4.14.2012

The Cast Of Cheers :: "Animals"

A sweet intersection of the friscilating guitar arpeggios of Foals and the slam-along shouts of We Were Promised Jetpacks comes the The Cast Of Cheers and their top-of-the-room single, "Animals". The melody dodges itself along a modulating and instantly memorable rise and fall, a mimic of the guitar and the pebbled bass line. Everything is set at angles, a sort of potential energy that continues to collapse into a chorus, simple and true, about the horrifying commonalities of human romance. Not surprisingly, the conclusion is, "we are animals," a shouted and triumphant revelation. The final fade out representing that moment before we break and pass a nasty and brutish salvation around like the State of Nature, ripping one another to shreds.

4.12.2012

Lost Lander :: "Cold Feet"

A vaguely dissonant and withering vocal chord gives the distinct impression of early TV On The Radio, quickly includes a hooky, hopeful melody from Lost Lander on single "Cold Feet". It is a buzzy and spacious arrangement featuring the most lyrical bass guitar of 2012, an instrument very nearly speaking its own language and on its own accord, an insistent and monosyllabic tongue. The synths, loops and layers glitter, a credit to the production of Brent Knopf incorporating some of the twinkling architecture of bands like Clock Opera. The final analysis, we assume in response to the title and its implicit reticence, is vocalist Matt Sheehy repeating, "You gotta turn it off," one of those simple denials of the impossible creeping of doubt. It is surely beautiful, these hesitations, uncertain and strikingly fragile moments, a vocal chord held until its layers come apart at the lung capacity.

Listen :: Lost Lander - "Cold Feet"
Listen :: Lost Lander - "Afraid of Summer"

4.11.2012

Henry Clay People :: "25 For The Rest Of Our Lives"

Extracted data entries
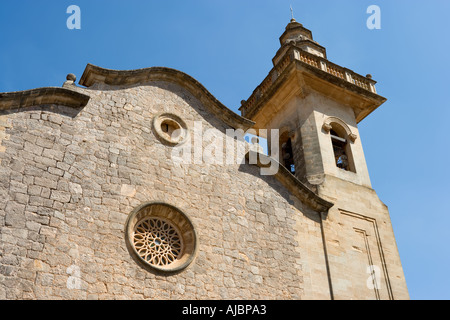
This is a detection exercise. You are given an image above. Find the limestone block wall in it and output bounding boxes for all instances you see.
[319,175,409,300]
[0,82,329,299]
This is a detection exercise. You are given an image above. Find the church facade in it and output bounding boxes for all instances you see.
[0,19,409,300]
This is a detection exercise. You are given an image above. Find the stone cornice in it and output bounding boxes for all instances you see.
[245,151,334,214]
[0,87,90,110]
[80,64,254,131]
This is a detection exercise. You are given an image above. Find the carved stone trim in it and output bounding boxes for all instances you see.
[80,64,255,131]
[322,117,358,142]
[0,87,90,110]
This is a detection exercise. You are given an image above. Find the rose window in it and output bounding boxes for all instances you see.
[133,217,183,266]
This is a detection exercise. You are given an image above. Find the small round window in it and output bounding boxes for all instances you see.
[125,203,197,272]
[153,113,188,146]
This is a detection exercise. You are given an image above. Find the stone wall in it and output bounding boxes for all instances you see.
[0,82,322,299]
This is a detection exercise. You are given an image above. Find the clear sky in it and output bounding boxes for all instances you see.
[0,0,450,299]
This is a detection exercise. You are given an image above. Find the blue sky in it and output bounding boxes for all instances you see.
[0,0,450,299]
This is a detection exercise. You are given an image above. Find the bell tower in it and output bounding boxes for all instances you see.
[240,19,386,187]
[240,19,409,299]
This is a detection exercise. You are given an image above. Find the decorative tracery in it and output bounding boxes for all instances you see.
[133,217,183,267]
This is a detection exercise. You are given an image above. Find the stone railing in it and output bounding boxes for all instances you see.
[240,47,377,117]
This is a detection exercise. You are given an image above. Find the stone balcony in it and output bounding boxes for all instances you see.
[239,44,385,122]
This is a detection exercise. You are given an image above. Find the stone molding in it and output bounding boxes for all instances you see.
[80,64,254,131]
[322,117,358,142]
[0,87,90,110]
[245,151,334,214]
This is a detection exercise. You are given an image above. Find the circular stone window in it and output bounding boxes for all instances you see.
[153,113,188,146]
[125,203,197,272]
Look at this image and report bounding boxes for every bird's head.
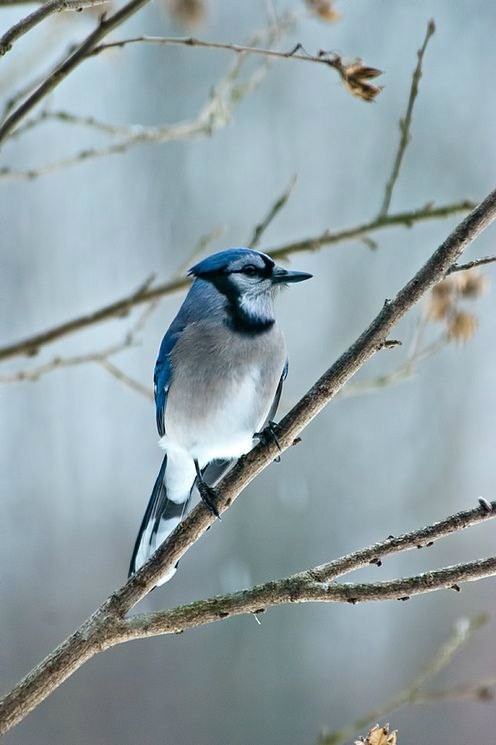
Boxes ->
[188,248,312,297]
[189,248,312,326]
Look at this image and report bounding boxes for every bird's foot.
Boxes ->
[253,422,282,463]
[197,479,221,520]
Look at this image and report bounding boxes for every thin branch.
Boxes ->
[0,200,473,360]
[0,0,107,57]
[379,20,436,216]
[0,294,157,401]
[0,0,154,144]
[446,256,496,274]
[95,355,153,401]
[0,191,496,734]
[88,36,382,101]
[246,176,297,248]
[317,616,487,745]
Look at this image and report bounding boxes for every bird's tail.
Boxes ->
[129,455,191,585]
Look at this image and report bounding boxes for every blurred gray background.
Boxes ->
[0,0,496,745]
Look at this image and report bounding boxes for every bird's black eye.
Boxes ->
[243,264,258,277]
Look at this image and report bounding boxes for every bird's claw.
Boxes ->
[198,481,222,520]
[254,422,282,463]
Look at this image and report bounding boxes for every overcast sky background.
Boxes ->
[0,0,496,745]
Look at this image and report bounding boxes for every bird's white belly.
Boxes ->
[159,371,270,467]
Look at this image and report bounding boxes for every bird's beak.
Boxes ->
[272,266,313,285]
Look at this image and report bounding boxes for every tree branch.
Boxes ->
[0,0,107,57]
[246,176,296,248]
[88,36,382,101]
[0,191,496,734]
[0,0,153,144]
[379,20,436,216]
[0,16,286,181]
[0,200,473,361]
[118,557,496,646]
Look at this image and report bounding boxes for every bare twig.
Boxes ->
[95,355,153,401]
[246,176,297,248]
[0,191,496,734]
[379,20,436,216]
[87,36,382,101]
[446,256,496,274]
[0,0,155,144]
[0,294,157,400]
[317,616,487,745]
[0,16,284,181]
[0,0,107,57]
[0,200,473,360]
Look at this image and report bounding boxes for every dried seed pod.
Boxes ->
[167,0,207,28]
[448,310,478,344]
[457,269,488,300]
[305,0,341,23]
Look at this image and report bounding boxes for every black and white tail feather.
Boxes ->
[128,454,234,586]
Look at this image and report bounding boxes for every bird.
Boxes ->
[129,248,312,585]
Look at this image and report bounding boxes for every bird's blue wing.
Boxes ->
[153,327,183,437]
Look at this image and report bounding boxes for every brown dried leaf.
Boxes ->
[168,0,207,28]
[305,0,341,23]
[340,59,382,101]
[427,293,453,321]
[448,310,479,344]
[355,724,397,745]
[456,269,488,300]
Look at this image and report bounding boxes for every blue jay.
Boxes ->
[129,248,312,584]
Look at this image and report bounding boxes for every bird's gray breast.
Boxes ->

__LIST OF TASKS__.
• A. Reproduce the song reviews word for word, starting with "A sweet intersection" and going on through "another to shreds.".
• B. Take the song reviews further, continuing from the point where they stop.

__PER-TASK OUTPUTS__.
• A.
A sweet intersection of the friscilating guitar arpeggios of Foals and the slam-along shouts of We Were Promised Jetpacks comes the The Cast Of Cheers and their top-of-the-room single, "Animals". The melody dodges itself along a modulating and instantly memorable rise and fall, a mimic of the guitar and the pebbled bass line. Everything is set at angles, a sort of potential energy that continues to collapse into a chorus, simple and true, about the horrifying commonalities of human romance. Not surprisingly, the conclusion is, "we are animals," a shouted and triumphant revelation. The final fade out representing that moment before we break and pass a nasty and brutish salvation around like the State of Nature, ripping one another to shreds.

• B.
"We're never gonna settle down/we never settled for anything," scream the Henry Clay People in the middle and then again, louder, at the end of latest single, "25 For The Rest Of Our Lives." Lyrically, the song is one of those old never-grow-up, die-before-I-grow-old narratives, only here and now the age of the protagonists shifts. It long seemed that teenagers held the monopoly on counter-culture; you were 18 and refused to become your father, an old and losing battle. In an era of unprecedented unemployment for the American post-adolescent, an era where this demographic has been more than encouraged to never grow out of an infantilized, perma-teenage state, the teenager has become infinite. Henry Clay People, a band who do blue-collar confessional music for the mouths and tastes of upper-middle class kids, resolve to stay, well, the title says it. Those in search of greater generational clarity can turn toward the chunky guitar line and see more clearly both the malaise and reclamation project that is the specific challenge of babies born under Reagan.

4.09.2012

Hallelujah The Hills :: "Get Me In A Room"

If bad times make great art, what do good times make? A loose bass line and no-nonsense drums melt into something milky in the swirling glass of Hallelujah The Hills' latest single, "Get Me In A Room", a song about songwriting referring obliquely to the real difficultly of singing the blues and the powers of disaffected youth. A thudding, menacing piano progression builds into a chant-along chorus, the kind that you want to sing louder than the volume of your stereo will go, louder than the number of friends you have in your immediate postal zip code. The salvation depicted here is, as the band reflects in the refrain, "TBA", the title lyric offering a solution in geography if not qualitative breakthrough, "just get me in a room." The unsaid and ineffable, something that must eat at all rock and roll musicians: am I dark enough to make the music I need to make and how dark would things need to get for me to make it? And then you mutter something about when you stare deeply into the abyss, the abyss stares into you; everyone you know read Nietzsche freshman year.

Listen :: Hallelujah The Hills - "Get Me In A Room"

4.05.2012

Work Drugs :: "Lisbon Teeth"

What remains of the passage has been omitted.